(Dataset items)
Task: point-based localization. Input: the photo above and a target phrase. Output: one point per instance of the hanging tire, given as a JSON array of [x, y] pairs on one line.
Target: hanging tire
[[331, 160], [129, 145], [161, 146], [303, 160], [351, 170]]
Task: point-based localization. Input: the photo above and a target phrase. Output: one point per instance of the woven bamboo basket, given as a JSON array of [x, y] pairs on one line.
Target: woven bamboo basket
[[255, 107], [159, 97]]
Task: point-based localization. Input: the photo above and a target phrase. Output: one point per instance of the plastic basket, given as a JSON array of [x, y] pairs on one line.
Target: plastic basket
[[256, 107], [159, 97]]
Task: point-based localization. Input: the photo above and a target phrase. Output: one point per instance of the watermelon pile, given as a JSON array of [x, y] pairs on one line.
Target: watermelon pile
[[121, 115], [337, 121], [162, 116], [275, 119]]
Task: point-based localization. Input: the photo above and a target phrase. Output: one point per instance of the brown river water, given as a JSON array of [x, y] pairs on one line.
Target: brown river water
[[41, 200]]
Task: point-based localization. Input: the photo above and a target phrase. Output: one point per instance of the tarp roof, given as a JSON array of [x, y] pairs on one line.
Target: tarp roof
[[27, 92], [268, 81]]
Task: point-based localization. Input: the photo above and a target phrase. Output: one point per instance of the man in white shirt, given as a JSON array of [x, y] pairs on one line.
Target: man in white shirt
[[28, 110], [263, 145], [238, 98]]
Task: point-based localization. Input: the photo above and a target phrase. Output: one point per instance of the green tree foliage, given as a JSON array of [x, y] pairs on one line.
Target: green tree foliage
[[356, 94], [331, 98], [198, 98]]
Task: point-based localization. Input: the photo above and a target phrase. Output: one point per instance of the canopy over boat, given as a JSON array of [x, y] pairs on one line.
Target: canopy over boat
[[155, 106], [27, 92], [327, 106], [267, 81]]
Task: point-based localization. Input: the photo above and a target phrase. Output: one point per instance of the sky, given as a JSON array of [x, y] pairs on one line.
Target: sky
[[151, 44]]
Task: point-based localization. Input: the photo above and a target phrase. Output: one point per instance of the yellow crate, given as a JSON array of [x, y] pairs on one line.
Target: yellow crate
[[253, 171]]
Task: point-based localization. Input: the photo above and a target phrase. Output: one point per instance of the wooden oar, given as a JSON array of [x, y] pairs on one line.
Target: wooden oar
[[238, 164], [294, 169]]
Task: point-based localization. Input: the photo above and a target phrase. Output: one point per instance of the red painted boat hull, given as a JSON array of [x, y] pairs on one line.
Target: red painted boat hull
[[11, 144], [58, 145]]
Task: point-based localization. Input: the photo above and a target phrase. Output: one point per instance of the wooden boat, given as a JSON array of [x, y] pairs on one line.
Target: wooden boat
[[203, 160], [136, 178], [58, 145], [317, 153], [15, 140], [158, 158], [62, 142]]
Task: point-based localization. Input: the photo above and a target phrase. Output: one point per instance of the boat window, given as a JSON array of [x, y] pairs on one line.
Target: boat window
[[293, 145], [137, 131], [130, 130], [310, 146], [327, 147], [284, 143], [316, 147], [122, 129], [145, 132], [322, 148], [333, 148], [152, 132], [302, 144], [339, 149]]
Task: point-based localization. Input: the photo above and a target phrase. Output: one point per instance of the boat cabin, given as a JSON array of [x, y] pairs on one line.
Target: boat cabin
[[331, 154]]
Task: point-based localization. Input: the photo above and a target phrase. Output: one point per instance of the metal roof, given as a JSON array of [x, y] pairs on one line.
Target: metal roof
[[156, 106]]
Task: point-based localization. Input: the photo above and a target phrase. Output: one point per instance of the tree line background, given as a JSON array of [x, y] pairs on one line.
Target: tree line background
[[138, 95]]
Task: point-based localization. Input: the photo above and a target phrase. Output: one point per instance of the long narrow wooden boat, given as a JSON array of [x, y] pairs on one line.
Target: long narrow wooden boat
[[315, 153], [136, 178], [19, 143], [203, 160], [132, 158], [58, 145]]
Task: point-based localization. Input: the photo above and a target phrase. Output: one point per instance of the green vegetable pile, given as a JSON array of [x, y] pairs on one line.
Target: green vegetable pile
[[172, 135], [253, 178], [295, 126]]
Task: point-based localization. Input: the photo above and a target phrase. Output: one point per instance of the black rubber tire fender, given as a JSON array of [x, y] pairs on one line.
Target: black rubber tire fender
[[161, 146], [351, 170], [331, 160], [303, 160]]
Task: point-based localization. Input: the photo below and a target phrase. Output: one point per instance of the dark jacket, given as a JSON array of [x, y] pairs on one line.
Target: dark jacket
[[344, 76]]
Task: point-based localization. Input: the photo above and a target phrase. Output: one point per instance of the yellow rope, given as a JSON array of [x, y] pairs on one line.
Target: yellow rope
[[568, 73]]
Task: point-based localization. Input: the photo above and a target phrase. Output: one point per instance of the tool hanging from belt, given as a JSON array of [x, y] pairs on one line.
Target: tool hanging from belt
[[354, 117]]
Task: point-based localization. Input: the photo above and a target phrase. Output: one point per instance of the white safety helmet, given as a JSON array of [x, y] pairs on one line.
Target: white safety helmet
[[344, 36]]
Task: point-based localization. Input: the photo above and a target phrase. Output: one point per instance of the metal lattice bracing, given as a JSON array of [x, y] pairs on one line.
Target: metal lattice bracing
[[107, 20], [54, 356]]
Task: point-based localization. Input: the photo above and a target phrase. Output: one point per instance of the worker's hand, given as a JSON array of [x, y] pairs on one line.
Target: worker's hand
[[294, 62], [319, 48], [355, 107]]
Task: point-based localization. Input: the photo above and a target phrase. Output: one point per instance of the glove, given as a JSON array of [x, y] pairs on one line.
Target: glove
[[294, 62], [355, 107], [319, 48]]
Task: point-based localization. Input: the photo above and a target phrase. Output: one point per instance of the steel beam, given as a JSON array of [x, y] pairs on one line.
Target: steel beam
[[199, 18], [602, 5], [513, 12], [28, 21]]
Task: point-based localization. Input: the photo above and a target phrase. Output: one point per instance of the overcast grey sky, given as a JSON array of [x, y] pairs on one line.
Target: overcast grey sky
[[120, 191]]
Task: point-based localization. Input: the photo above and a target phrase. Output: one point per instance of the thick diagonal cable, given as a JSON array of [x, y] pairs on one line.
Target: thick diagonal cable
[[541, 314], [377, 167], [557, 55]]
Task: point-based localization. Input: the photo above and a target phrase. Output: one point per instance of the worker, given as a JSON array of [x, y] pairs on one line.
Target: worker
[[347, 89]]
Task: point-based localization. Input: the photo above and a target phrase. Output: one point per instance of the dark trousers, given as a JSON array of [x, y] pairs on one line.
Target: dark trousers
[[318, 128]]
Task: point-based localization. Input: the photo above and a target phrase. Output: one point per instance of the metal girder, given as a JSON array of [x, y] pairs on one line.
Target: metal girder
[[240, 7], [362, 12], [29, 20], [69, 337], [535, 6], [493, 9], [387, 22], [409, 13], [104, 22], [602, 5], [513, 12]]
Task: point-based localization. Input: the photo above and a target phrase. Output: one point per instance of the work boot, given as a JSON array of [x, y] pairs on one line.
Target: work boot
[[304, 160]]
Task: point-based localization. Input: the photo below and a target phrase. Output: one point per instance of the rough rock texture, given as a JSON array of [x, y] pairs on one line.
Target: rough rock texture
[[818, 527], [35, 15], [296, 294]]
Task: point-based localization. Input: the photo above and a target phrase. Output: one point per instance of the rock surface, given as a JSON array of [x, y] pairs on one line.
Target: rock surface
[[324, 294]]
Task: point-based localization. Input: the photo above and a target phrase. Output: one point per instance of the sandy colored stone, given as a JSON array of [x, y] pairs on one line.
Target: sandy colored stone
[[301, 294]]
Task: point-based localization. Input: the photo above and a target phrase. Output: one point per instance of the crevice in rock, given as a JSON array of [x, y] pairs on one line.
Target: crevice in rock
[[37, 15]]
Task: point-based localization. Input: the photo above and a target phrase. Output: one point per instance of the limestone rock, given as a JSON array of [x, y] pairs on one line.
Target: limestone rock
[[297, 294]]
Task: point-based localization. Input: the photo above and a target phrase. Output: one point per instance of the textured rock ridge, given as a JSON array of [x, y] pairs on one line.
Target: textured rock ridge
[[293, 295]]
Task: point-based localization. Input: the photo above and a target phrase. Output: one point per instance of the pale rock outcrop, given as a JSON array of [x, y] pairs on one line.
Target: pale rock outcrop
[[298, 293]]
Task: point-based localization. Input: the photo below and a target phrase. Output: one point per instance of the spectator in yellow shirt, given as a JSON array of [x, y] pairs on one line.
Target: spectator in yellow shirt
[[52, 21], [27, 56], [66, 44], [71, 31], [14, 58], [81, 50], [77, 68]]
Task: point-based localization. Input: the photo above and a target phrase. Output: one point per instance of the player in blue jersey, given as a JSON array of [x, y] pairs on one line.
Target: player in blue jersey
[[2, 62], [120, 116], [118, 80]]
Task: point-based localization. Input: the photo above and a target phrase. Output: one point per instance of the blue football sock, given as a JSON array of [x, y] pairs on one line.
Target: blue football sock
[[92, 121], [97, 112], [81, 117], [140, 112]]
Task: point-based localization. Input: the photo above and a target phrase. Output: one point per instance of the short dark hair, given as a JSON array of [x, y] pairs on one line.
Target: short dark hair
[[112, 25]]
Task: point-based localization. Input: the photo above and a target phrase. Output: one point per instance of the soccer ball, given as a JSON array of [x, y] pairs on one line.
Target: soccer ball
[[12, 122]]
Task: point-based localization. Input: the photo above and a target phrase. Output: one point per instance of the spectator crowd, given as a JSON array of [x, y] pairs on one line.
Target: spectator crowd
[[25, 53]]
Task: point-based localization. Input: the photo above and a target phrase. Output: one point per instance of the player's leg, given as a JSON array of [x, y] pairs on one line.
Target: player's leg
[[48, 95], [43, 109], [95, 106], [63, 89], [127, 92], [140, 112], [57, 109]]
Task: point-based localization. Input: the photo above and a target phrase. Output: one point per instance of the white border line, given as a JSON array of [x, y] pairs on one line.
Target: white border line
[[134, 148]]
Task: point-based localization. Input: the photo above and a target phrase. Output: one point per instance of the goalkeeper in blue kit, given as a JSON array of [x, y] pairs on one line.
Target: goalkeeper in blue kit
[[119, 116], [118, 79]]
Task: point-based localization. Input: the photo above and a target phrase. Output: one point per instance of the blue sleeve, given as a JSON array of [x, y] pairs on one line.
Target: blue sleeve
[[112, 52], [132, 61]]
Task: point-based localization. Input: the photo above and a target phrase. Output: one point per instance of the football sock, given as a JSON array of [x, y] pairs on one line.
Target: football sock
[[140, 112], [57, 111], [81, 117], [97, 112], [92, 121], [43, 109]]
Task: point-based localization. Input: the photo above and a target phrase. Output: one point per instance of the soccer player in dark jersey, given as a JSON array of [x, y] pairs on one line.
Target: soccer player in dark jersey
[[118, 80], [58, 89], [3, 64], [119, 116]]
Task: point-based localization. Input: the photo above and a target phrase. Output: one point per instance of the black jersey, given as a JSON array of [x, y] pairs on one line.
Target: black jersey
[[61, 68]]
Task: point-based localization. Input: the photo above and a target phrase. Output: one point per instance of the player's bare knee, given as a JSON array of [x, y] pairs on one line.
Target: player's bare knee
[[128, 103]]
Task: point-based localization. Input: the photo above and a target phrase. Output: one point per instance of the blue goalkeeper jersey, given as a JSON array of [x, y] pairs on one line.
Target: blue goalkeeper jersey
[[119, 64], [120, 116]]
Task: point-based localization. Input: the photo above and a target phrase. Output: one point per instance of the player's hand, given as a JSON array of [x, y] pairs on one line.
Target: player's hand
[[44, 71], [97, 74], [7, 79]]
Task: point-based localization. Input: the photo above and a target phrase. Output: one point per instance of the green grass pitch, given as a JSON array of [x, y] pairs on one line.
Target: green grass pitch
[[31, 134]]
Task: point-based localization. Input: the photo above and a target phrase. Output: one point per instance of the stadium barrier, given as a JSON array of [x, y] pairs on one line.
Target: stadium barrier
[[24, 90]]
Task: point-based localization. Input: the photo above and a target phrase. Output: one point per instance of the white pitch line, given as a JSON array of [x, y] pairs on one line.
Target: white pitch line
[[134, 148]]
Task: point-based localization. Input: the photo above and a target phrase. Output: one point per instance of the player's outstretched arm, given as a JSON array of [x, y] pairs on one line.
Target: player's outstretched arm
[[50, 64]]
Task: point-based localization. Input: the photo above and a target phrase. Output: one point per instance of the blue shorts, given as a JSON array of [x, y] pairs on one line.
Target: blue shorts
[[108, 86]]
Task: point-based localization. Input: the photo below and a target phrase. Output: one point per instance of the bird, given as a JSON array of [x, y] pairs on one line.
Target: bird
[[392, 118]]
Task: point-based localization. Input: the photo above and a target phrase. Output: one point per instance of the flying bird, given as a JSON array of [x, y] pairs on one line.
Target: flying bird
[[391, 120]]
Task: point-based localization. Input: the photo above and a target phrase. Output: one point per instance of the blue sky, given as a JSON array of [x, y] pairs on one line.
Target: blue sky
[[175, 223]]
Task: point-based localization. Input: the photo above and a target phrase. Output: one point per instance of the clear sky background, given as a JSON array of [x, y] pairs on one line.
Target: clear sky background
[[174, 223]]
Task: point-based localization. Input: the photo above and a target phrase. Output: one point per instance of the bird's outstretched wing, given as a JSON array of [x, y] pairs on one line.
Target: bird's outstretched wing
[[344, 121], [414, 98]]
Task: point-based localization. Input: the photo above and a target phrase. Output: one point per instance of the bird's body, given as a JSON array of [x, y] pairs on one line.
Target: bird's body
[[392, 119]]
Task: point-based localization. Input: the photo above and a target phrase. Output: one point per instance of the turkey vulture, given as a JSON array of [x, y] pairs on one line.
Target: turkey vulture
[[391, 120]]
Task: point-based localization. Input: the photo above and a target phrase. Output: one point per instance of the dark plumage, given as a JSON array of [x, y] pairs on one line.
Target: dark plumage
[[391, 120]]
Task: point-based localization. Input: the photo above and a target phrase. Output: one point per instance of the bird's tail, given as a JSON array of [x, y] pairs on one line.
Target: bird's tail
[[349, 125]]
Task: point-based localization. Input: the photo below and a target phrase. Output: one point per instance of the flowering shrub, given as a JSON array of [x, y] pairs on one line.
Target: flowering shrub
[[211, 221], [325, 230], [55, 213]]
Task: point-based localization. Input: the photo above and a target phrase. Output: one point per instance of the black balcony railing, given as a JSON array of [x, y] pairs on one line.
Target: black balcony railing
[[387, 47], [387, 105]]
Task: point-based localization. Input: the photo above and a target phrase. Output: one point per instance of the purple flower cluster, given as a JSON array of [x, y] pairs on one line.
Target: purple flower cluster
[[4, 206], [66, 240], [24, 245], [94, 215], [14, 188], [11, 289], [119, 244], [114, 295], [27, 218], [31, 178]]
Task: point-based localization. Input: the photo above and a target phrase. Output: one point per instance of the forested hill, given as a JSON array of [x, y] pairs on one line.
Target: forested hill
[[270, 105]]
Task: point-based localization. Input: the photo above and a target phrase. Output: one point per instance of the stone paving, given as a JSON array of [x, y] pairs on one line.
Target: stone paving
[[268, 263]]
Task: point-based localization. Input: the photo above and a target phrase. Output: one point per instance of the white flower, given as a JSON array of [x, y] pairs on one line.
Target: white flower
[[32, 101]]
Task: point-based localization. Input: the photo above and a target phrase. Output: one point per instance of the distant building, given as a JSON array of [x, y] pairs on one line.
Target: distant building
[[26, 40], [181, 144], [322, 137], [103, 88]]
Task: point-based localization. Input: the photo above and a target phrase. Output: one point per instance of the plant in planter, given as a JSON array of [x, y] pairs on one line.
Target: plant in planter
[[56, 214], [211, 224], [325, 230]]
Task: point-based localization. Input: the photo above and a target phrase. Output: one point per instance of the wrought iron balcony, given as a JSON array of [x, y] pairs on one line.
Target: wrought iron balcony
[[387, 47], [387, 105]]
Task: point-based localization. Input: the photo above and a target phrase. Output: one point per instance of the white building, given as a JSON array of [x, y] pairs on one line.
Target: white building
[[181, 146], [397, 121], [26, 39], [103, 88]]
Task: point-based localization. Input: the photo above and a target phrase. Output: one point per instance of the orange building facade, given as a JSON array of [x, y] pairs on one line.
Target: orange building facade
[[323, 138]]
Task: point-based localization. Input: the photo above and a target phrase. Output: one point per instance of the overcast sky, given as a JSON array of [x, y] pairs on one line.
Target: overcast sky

→ **Stated exercise**:
Switch every "wooden" to "timber" in the part of the listing that opens with the line containing "yellow crate, given" and closes with the line containing "[[138, 95]]". Return only those lines, with nothing else changed.

→ **Exercise output**:
Task: point-based localization. Input: the photo above and a target phrase. Output: one point per instance of the yellow crate, given as a JSON array of [x, y] pairs on one line.
Target: yellow crate
[[253, 171]]
Task: point-based localization. Input: the photo above and a target phrase. Output: one point per instance of the timber oar, given as a JSON array of [x, y] pairs on one line.
Target: timber oar
[[238, 164], [294, 169]]
Task: point-based localization. Input: the photo above and a target phrase. Output: one point per instance of the red painted boat hull, given as a JSON array of [x, y] pairs on one line.
Target: red painted boat hull
[[11, 144], [58, 145]]
Task: point-based localization. Input: the photo above and a target phrase. Output: one point per instance of the timber boat, given as a JSON array of [x, y] pairs on one line.
Target: timber boat
[[203, 160], [136, 178], [58, 145], [317, 153], [15, 140], [158, 158], [62, 142]]
Task: point-based localization. Input: the photo above and a target phrase. Output: one point per instance of the boat window, given as a JSON array of [x, y] pairs on one line.
Target: boat window
[[293, 145], [137, 131], [130, 130], [310, 146], [327, 147], [284, 143], [316, 147], [122, 129], [145, 132], [322, 148], [333, 148], [152, 132], [302, 144], [339, 149]]
Task: point-based localization. Input: the photo above and a target phrase. Output: one point per instance of the boat cabin, given as a JSON array of [x, y] pairs on one line.
Target: boat cabin
[[331, 154]]
Task: point-based localization. Input: the photo above and a target phrase. Output: one point per instance of the metal roof, given as a JSON array of [x, y] pairs on one line.
Target: metal roof
[[156, 106]]
Task: point-based localization. Input: the photo above and a target phrase. Output: one point per instance of the tree line background, given as a JSON array of [x, y] pairs on one line.
Target: tree line background
[[138, 95]]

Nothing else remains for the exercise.